Quantitative RT‐PCR analysis

RNA extraction, removal of DNA, first‐strand cDNA synthesis, and RT‐qPCRs were performed as described by Wang et al. (2018); primers are listed in Table S11. All assays were biologically replicated in triplicate and each technically replicated in triplicate; “no template” controls were included. Data analysis was based on that described in Avrova et al. (2003). The P. kernoviae actinA gene (TCONS_00001238.p1; GenBank KAF4323451) was used as an endogenous control as it exhibited less than 2‐fold variation in expression in RNA‐Seq and is homologous to the ActA gene used as an endogenous control for P. infestans.

Vector construction and A. tumefaciens transient assays

Candidate P. kernoviae RXLR effectors were cloned without their predicted signal peptides to retain them inside plant cells. Sequences were PCR amplified from P. kernoviae genomic DNA using gene‐specific primers that included Gateway recombination sites (Table S11), then introduced into pDONR201 using Gateway cloning (Invitrogen) to yield entry clones. Entry clones were recombined with destination vector pB7WGF2 (Karimi et al., 2005), containing the enhanced green fluorescent protein (eGFP) gene to yield N‐terminal GFP‐effector fusions, because the C‐terminus of RXLR effectors contains the functional domain. Destination vectors containing GFP‐effector sequences were electroporated into A. tumefaciens AGL1. Transformed A. tumefaciens strains were prepared for leaf infiltration as described in Wang, McLellan, et al. (2019). ATTAs were carried out essentially as described by Kunjeti et al. (2016) and Wang, McLellan, et al. (2019). Leaves were kept on damp paper in sealed clear plastic boxes at 20 °C for 24 hr before P. kernoviae infection. P. kernoviae zoospores (10 µl, 5,000 zoospores/ml) were applied to each infiltration site. P. kernoviae is highly infective on N. benthamiana, thus we used a low number of zoospores per inoculation site in ATTAs to avoid an overwhelming inoculum load masking infection establishment effects that were specifically due to effector expression. Inoculated leaves were kept in sealed plastic boxes at 20 °C to maintain high humidity for disease development. Lesion diameter was measured at 4 dpi. Four sites were inoculated on each leaf and nine leaves were used for each of three replicates. A one‐way analysis of variance (ANOVA) Student–Newman–Keuls test was performed to identify statistically significant differences compared to the control (Wang, McLellan, et al., 2019).

> [Exercise objective]
Reproduce word for word the part of the methods text starting at "Quantitative RT‐PCR analysis" and ending at "control for P. infestans.".

> [Supplied material]

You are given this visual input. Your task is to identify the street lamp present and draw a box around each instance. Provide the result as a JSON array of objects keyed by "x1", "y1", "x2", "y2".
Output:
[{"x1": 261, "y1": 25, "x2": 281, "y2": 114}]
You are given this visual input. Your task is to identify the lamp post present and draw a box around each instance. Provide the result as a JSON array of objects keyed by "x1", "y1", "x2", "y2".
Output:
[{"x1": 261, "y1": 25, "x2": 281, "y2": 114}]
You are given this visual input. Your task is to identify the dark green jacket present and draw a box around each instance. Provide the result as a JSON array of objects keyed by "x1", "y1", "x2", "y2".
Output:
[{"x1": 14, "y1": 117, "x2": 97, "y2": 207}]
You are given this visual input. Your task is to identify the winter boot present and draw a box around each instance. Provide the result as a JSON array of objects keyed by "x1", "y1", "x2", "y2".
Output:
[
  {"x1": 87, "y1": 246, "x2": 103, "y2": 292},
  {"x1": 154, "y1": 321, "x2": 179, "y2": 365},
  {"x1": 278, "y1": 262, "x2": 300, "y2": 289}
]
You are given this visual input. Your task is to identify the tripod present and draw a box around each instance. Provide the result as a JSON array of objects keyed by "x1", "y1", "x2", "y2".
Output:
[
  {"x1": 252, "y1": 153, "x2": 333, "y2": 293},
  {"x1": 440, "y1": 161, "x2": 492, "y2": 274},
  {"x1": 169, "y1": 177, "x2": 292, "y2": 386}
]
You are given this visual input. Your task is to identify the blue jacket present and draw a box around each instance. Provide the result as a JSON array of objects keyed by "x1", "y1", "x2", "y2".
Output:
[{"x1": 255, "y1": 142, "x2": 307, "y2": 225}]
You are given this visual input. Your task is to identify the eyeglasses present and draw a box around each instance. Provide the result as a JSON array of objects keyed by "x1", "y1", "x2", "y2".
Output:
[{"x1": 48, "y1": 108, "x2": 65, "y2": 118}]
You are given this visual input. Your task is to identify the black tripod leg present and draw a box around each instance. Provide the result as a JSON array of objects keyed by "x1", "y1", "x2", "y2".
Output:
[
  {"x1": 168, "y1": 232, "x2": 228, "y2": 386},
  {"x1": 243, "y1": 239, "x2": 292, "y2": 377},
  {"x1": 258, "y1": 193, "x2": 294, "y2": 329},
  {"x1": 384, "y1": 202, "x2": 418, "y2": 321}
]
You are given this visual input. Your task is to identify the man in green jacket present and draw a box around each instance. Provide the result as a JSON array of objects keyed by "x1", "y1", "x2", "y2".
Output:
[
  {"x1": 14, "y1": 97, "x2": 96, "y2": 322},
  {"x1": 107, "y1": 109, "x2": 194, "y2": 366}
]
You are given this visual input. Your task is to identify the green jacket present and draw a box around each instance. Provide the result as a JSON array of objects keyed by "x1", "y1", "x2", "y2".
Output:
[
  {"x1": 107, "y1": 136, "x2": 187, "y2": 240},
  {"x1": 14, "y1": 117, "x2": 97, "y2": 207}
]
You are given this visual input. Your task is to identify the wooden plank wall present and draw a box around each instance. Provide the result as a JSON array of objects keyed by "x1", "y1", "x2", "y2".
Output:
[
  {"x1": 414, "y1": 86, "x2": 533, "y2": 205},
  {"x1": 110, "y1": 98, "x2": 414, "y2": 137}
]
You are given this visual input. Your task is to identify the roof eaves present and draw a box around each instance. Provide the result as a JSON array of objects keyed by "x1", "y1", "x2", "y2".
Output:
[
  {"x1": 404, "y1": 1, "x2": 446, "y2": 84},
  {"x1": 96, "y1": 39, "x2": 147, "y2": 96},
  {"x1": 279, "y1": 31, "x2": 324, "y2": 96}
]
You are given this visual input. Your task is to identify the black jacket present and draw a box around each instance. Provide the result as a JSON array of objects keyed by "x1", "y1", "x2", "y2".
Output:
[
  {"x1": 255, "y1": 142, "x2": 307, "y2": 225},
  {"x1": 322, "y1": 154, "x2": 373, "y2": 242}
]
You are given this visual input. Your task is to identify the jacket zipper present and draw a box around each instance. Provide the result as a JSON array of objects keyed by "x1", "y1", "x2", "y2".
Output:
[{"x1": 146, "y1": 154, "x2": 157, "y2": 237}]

> [Task output]
Quantitative RT‐PCR analysis

RNA extraction, removal of DNA, first‐strand cDNA synthesis, and RT‐qPCRs were performed as described by Wang et al. (2018); primers are listed in Table S11. All assays were biologically replicated in triplicate and each technically replicated in triplicate; “no template” controls were included. Data analysis was based on that described in Avrova et al. (2003). The P. kernoviae actinA gene (TCONS_00001238.p1; GenBank KAF4323451) was used as an endogenous control as it exhibited less than 2‐fold variation in expression in RNA‐Seq and is homologous to the ActA gene used as an endogenous control for P. infestans.